- Given instruction -
Extract the full set of records that follows, word for word.

- Stored rows -
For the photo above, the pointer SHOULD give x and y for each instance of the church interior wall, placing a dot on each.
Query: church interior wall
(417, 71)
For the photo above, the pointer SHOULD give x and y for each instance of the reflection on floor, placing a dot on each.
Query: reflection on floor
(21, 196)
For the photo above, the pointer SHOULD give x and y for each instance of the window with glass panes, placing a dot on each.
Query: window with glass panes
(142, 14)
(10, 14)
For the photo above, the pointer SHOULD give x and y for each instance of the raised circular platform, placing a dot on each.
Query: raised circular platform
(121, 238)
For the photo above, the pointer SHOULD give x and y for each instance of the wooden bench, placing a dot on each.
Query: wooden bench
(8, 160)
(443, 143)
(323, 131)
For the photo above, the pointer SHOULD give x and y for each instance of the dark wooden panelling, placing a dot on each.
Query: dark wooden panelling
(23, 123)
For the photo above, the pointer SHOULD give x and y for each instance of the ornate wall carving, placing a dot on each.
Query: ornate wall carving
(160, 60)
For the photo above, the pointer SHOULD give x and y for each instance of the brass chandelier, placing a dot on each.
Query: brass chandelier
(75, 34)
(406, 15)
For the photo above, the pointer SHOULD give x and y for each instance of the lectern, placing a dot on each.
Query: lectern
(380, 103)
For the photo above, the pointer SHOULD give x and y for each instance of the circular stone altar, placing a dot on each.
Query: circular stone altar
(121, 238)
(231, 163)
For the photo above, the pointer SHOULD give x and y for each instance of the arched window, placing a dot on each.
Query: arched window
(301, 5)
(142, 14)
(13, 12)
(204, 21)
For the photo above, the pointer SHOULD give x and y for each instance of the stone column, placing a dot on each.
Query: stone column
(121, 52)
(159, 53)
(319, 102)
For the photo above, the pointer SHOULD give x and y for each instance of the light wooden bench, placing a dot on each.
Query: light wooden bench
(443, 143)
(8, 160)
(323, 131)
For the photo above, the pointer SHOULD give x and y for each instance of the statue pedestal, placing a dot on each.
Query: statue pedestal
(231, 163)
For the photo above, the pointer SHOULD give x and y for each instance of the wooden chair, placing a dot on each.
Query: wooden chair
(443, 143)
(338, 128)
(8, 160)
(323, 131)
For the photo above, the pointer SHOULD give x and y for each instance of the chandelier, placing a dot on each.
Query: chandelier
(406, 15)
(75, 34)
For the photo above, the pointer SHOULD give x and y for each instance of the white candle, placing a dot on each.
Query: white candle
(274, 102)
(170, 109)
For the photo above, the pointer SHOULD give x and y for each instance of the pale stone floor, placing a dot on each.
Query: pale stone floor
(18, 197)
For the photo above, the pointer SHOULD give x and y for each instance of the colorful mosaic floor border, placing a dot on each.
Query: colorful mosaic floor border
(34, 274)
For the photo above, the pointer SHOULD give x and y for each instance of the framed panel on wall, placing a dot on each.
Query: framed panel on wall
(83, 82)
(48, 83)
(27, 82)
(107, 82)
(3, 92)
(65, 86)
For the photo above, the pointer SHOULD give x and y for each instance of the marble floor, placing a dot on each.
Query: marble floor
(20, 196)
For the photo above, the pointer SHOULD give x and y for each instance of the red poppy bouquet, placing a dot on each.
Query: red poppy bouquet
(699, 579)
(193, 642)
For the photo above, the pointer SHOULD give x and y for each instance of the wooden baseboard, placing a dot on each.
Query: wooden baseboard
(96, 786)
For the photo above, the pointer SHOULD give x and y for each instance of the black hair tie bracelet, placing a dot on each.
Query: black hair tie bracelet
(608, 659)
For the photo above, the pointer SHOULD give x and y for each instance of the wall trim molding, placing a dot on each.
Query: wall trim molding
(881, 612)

- Result for this task -
For the photo above, the pointer SHOULD give x and y for each instance of the church interior wall, placing a dot on each.
Query: church interior wall
(417, 71)
For the photo above, the pointer SHOULD give x and y for each instance of the reflection on floor, placing a dot on each.
Query: reflection on floor
(21, 196)
For the photo above, the pointer SHOULD give x and y for each instance of the window with glass panes, placing a dot on each.
Query: window with glass panes
(142, 14)
(10, 14)
For the photo above, the pointer SHOULD give x and y for each instance of the raised circular platform, placing a dot on each.
Query: raised circular platform
(121, 238)
For the photo above, the pointer SHOULD give x and y for each instance of the wooden bench, placing a dot on each.
Query: wooden bench
(8, 160)
(443, 143)
(323, 131)
For the photo above, the pointer SHOULD give x and y for each instance of the dark wooden panelling, placing a dot on each.
Query: dark wooden panelling
(23, 123)
For the photo above, the pointer SHOULD give x and y for each instance of the ornate wall carving, placing a dot on each.
Query: ornate wall carving
(160, 60)
For the photo above, the pointer SHOULD give x and y for each instance of the brass chandelier, placing a dot on each.
Query: brass chandelier
(75, 34)
(406, 15)
For the photo above, the pointer SHOULD give x and y for each instance of the lectern, placing a dot on each.
Query: lectern
(380, 103)
For the photo above, the pointer SHOULD give x and y for each instance of the circular stone altar, placing a dot on each.
Query: circular stone altar
(121, 238)
(231, 163)
For the photo above, the pointer SHOULD give x and y for each instance of the arched window, placing a dot on each.
Query: arched window
(301, 5)
(142, 14)
(13, 12)
(204, 21)
For the photo above, the pointer SHOULD give x and y for each instance of the stone column, placing a dot on each.
Query: stone column
(121, 52)
(159, 53)
(319, 102)
For the photo above, the pointer SHOULD give x and y for each instance of the light wooden bench, placing a dot on each.
Query: light wooden bench
(443, 143)
(8, 160)
(323, 131)
For the photo above, the pointer SHOULD give x and y for each instance of the statue pedestal, placing a dot on each.
Query: statue pedestal
(231, 163)
For the photo above, the pointer SHOULD give x and y for each instance of the wooden chair, placing a dot on each.
Query: wooden chair
(443, 143)
(338, 128)
(8, 160)
(323, 131)
For the photo above, the pointer SHOULD give x and y for each instance of the chandelier, placing a dot on each.
Query: chandelier
(406, 15)
(75, 34)
For the photo above, the pointer SHOULD give x and y for each instance of the white candle, placing a dot on each.
Query: white candle
(274, 102)
(170, 109)
For the photo above, the pointer SHOULD give x and y for each instance of the pale stone floor, placing a dot on each.
Query: pale stone floor
(18, 197)
For the photo above, the pointer SHOULD give x and y for each instance of the colorful mosaic floor border, placing a dot on each.
Query: colorful mosaic floor border
(34, 274)
For the photo above, the pointer SHOULD give x and y for each instance of the framed panel on wall, placing a dot on each.
Query: framed panel on wall
(83, 82)
(48, 83)
(27, 82)
(107, 82)
(3, 92)
(65, 86)
For the photo above, the pointer SHOULD give x and y for each instance of the marble floor, placing a dot on each.
Query: marble floor
(20, 196)
For the photo above, the pointer SHOULD give x and y for each instance of the red poppy bouquet, placing a dot on each.
Query: red poppy bouquet
(699, 579)
(193, 642)
For the photo above, the pointer SHOULD give x and y for each instance of the wooden baseboard, placing a dot on each.
Query: wooden baseboard
(96, 786)
For the photo above, the pointer SHOULD give x and y for each instance of the black hair tie bracelet, placing a dot on each.
Query: black hair tie bracelet
(608, 659)
For the photo above, the pointer SHOULD give x and y for each instance of the wall trim molding, placing a dot on each.
Query: wall trim molding
(881, 612)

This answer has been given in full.